== Task objective ==
Write the next part of the Australian budget excerpt below, picking up after its final sentence.

== Page extract ==
Victoria receives $3 billion, mostly focused on metropolitan Melbourne, although $15 million goes to future priority works on the route from Mildura to Melbourne, $17.5 million in Dairy Supply Chain Road Upgrades. $20.7 million has been allocated to improve the Princes Highway West between Colac and the South Australian border.


New South Wales receives $3.3 billion largely for regional works, $2 billion of which goes to upgrading the Great Western Highway between Katoomba and Lithgow.


Debt, jobs and budget repair


Budget repair has also been put on the backburner due to the pandemic recovery, with the Treasurer Josh Frydenberg saying unemployment needs to fall below 5 per cent - unseen since the mining boom - before the government is willing to begin returning the budget to surplus. The Treasurer told Parliament on Tuesday night:

"Australia has seen employment go above its pre-pandemic levels.
"At 5.6 per cent, unemployment today is lower than when we came to government.
"This is remarkable.
"Employment is at a record high, with 75,000 more Australians in jobs than before the pandemic.

== Record excerpts ==
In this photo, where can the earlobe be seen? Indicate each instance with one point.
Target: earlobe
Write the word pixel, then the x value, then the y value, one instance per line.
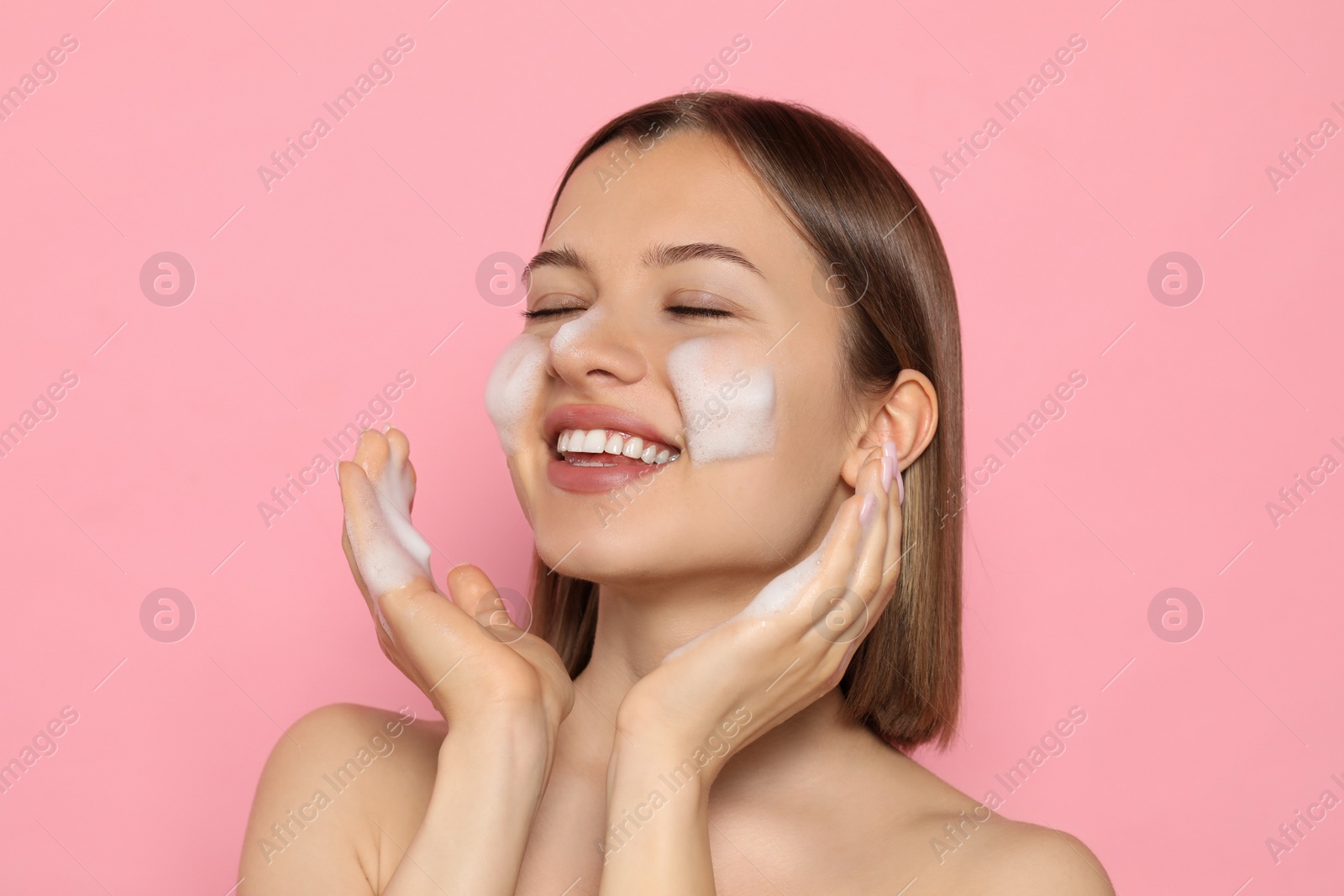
pixel 907 417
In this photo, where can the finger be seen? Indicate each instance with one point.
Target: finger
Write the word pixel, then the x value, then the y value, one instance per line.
pixel 381 559
pixel 373 453
pixel 400 452
pixel 433 637
pixel 866 578
pixel 474 593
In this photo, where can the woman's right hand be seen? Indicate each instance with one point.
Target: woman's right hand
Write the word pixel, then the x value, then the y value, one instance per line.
pixel 503 691
pixel 461 649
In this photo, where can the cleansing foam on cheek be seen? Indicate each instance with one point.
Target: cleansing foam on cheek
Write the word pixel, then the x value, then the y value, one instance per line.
pixel 566 340
pixel 727 406
pixel 514 385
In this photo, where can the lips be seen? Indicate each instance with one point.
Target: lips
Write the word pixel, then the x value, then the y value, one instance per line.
pixel 602 417
pixel 598 448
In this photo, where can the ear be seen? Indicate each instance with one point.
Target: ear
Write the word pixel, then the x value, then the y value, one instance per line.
pixel 907 416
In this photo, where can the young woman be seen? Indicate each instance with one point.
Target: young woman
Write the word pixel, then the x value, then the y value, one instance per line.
pixel 732 421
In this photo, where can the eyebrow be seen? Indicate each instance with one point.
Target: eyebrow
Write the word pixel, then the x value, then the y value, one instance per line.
pixel 659 255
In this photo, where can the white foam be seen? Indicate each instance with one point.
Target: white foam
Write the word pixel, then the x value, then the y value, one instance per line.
pixel 514 387
pixel 727 406
pixel 389 551
pixel 566 338
pixel 784 590
pixel 780 595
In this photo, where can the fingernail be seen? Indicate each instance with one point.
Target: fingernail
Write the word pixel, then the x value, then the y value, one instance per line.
pixel 870 506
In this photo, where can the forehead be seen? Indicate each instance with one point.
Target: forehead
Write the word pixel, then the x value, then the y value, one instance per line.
pixel 687 187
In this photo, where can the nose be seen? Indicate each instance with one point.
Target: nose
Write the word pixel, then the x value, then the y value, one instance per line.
pixel 596 349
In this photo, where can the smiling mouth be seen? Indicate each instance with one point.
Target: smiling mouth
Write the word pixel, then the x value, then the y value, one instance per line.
pixel 611 448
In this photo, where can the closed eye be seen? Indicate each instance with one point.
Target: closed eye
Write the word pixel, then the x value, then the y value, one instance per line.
pixel 694 311
pixel 549 312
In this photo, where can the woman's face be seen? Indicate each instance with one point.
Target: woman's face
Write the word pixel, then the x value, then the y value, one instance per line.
pixel 672 304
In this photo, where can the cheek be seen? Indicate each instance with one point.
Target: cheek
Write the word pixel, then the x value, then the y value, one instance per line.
pixel 514 389
pixel 705 372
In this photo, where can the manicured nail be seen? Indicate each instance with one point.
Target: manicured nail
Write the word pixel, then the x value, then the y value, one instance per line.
pixel 870 506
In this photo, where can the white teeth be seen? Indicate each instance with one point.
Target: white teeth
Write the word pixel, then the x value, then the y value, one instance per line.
pixel 573 443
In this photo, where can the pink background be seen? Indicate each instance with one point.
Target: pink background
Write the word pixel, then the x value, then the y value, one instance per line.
pixel 312 296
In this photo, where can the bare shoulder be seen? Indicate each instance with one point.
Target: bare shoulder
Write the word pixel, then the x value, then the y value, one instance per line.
pixel 1023 859
pixel 342 786
pixel 971 848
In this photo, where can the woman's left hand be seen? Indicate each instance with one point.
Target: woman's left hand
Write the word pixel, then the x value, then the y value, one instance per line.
pixel 786 647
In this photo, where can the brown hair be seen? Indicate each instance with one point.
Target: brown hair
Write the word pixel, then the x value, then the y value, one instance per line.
pixel 867 226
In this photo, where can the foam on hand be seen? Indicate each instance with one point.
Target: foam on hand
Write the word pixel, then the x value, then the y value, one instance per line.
pixel 726 407
pixel 389 551
pixel 784 590
pixel 514 385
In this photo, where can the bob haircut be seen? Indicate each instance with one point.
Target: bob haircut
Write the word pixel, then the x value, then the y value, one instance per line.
pixel 880 258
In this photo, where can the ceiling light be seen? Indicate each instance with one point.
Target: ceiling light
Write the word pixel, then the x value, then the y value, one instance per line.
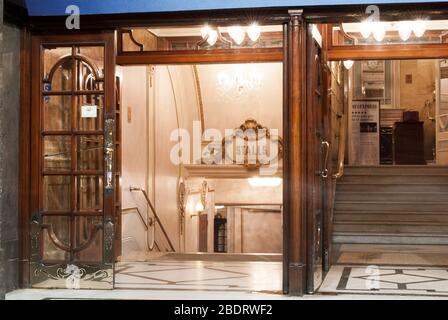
pixel 379 31
pixel 265 181
pixel 237 33
pixel 199 206
pixel 212 37
pixel 205 31
pixel 366 28
pixel 254 31
pixel 419 27
pixel 348 64
pixel 404 29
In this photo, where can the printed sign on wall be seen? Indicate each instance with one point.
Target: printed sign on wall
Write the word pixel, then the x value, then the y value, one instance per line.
pixel 364 133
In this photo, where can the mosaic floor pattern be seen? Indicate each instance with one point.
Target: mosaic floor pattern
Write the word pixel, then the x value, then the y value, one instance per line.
pixel 200 275
pixel 396 280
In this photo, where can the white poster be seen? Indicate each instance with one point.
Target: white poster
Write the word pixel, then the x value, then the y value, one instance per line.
pixel 364 135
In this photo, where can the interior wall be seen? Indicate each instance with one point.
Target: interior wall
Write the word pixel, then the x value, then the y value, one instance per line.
pixel 9 154
pixel 135 156
pixel 417 86
pixel 233 93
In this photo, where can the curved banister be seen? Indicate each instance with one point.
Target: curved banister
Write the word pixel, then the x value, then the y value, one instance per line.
pixel 134 189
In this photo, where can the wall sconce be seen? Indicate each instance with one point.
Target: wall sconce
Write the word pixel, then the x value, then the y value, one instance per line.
pixel 348 64
pixel 237 34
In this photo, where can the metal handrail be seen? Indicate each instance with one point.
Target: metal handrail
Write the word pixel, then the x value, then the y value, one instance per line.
pixel 133 189
pixel 148 224
pixel 342 146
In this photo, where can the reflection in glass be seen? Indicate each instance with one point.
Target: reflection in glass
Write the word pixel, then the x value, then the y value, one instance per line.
pixel 56 238
pixel 87 121
pixel 57 153
pixel 56 193
pixel 57 113
pixel 89 237
pixel 89 152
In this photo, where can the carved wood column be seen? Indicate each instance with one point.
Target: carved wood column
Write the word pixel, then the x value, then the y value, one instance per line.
pixel 295 157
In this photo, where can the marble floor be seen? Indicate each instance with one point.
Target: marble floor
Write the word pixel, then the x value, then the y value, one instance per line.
pixel 247 276
pixel 401 255
pixel 386 280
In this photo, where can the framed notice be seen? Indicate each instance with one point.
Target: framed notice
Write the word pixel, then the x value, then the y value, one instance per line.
pixel 364 129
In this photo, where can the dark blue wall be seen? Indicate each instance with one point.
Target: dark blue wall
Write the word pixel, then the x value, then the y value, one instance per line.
pixel 57 7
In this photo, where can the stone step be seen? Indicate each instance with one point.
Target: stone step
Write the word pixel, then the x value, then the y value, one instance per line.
pixel 393 196
pixel 396 170
pixel 362 187
pixel 384 238
pixel 386 218
pixel 391 228
pixel 394 179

== Written answer ==
"And this budget will help to create more than 250,000 more jobs by the end of 2022-23.
"Jobs are coming back. The economy is coming back. Australia is coming back."

The budget projects the sub-5-per-cent lofty unemployment goal to occur in 2022/23 - however much of it is predicated on existing pandemic levels remaining the same, or better, including a mass vaccination program available to all Australians who want it by the end of 2021.


One contributor to the employment picture is the absence of international migration. When the international borders reopen more broadly some time during 2021/22, the government will have to carefully consider skilled migration balanced against its training efforts in this budget - including $2.7 billion to expand the Boosting Apprenticeship Commencements program and $506 million to expand JobTrainer - to give Australians the skills to meet skills shortages.


The budget estimates that it could now be the early 2030s before a federal budget returns to surplus - words one would have thought unthinkable to be uttered by a Liberal treasurer in the era of Prime Ministers Abbott or Howard. Commonwealth net debt will rocket from $617 billion in 2021/22 to $980 billion by 2024/25.


The Treasurer indicated Australia's retention of the cherished triple-A credit rating from the major ratings agencies gave the government reassurance that its borrowings were manageable due to disciplined fiscal management before the pandemic hit, and low borrowing costs with central banks slashing interest rates to historic lows.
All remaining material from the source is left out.